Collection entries
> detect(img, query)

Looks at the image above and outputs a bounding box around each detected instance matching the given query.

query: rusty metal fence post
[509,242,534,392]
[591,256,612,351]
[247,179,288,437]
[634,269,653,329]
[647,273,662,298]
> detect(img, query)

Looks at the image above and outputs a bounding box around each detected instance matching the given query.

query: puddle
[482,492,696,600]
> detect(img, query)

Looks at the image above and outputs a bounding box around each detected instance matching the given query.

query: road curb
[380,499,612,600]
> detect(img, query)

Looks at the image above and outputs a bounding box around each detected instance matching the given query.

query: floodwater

PROBLEM STATEMENT: Reproduce all of the records above, swapping every instance of "bounding box" for "rectangle" and leaving everything else unchanged.

ANSWER BELOW:
> detect(img, query)

Looks at the image above and outputs a rectangle around each detected instance matching the given query.

query: rusty metal fence post
[509,242,534,392]
[591,256,612,351]
[247,179,288,437]
[634,269,653,329]
[647,273,662,298]
> detect(img, query)

Looks at the image above and outputs a rectangle around each detected instance matching the given query.

query: puddle
[482,492,696,600]
> detect(img, query)

Looks at the image above and outputs a rectangle around each detected instance matching the given query.

query: road curb
[380,499,612,600]
> detect(img, query)

Looks at the image above and outputs a rectangle around each detected instance matching the given query.

query: floodwater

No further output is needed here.